→ Goal: Can you rewrite every entry below, substituting "place a single mark" for "drop one dot" and leaving everything else unchanged?

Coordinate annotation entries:
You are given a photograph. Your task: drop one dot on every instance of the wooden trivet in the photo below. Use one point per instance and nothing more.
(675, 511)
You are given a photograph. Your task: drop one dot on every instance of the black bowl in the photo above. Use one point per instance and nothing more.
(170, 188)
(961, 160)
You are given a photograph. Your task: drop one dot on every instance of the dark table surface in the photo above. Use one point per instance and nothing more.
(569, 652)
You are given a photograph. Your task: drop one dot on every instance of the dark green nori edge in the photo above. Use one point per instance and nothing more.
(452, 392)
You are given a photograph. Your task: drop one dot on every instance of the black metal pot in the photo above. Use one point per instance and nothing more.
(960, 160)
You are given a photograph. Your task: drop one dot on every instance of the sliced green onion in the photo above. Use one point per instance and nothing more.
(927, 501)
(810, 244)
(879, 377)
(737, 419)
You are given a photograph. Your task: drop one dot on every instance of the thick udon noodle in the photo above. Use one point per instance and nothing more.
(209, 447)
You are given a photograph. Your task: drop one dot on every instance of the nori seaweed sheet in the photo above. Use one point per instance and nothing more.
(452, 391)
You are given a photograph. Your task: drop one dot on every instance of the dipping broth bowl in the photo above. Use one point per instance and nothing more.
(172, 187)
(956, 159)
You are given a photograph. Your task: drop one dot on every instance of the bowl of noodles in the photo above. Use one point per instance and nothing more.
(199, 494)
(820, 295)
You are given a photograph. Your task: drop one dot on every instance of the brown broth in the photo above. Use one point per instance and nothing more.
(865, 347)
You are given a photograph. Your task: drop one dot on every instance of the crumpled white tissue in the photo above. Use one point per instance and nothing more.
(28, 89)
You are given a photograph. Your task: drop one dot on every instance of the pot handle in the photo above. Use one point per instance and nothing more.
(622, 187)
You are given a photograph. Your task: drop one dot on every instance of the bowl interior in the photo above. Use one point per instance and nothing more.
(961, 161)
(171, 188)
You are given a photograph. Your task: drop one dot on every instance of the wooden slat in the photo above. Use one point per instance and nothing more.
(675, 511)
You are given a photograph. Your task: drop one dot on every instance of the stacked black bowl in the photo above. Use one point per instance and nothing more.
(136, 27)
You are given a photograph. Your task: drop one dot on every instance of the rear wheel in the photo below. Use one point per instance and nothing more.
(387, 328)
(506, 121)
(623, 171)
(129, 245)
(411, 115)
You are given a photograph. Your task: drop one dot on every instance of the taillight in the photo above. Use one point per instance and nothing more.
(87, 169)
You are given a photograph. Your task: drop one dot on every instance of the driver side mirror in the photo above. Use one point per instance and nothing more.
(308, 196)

→ Output:
You are given a photograph. Your task: place a single mark on every instance of the wooden trivet in the photo below. Use one point per instance and nothing more.
(675, 511)
You are given a photograph. Your task: place a single mark on every instance of the black bowl in the photo above. Use one point per instance and nothing more.
(170, 188)
(961, 160)
You are given a photograph. Your task: place a single mark on every instance of the dark table surface in the photo above. Use one point per instance and nothing more.
(569, 652)
You are given a photograph. Your task: place a single mark on every instance of the dark green nori edge in the photo above. Use one point per instance and nothing more.
(452, 392)
You are given a photograph. Your task: place a single mark on every instance of the black metal pot in the photo above. Use one point per instance and nothing more.
(960, 160)
You are given a photograph. Your task: place a single mark on every instance of the sliced green onion in the photo above. Use one point per instance and nothing more.
(927, 501)
(810, 244)
(879, 377)
(737, 419)
You are given a photograph. Your task: place a single mark on every instance of the thick udon noodle in the photo above. Use one point per instance and nothing more.
(209, 447)
You are given a photograph. Your task: place a single mark on every instance of the nori seaweed sheet in the photo above. Use one point per instance and nothing more.
(452, 391)
You are given a photograph. Your task: place a single mark on every instance of the dipping broth bowl in the photo above. Use one point per instance and nothing more.
(172, 187)
(956, 159)
You are given a photograph. Your task: place a single mark on every instance of the bowl of noodles in the photo above. Use one point per instance and nothing more.
(199, 494)
(820, 295)
You are given a photograph. Your task: place a single mark on every instance of the brown broth in the photo above. Use one point per instance and nothing more.
(865, 347)
You are given a photograph. Your task: place a single mark on every instance of the crumpled white tissue in the photo above. Use one point per instance and nothing more.
(28, 89)
You are given a photograph. Your task: place a single mark on every instance of the pot handle in the photo above. Use one point per instance and nothing more.
(622, 187)
You are given a photograph. Your task: place a single mark on every instance of the bowl interior in the photo above. Use one point per instance and nothing more.
(961, 161)
(171, 188)
You are given a photograph. Your task: place a single mark on every instance of the wooden slat in the photo above. Use one point per instance and nothing more.
(675, 511)
You are given a photograph. Your task: place a single mark on every instance of the stacked black bowl in the photo above. Use one point per instance and nothing more.
(136, 27)
You are given a photograph. Your task: place a single mark on every instance of the rear wheel in the photo below. Use one point per instance and nothing more.
(387, 328)
(506, 121)
(623, 171)
(129, 245)
(411, 115)
You are given a photograph. Your task: place a single mark on every instance of the taillight in the photo above. Use one point per instance and nothing more.
(87, 169)
You are given a photograph. Your task: place a single mark on every instance of the driver side mirror in the photo above. Use one point per instance and nothing more.
(308, 196)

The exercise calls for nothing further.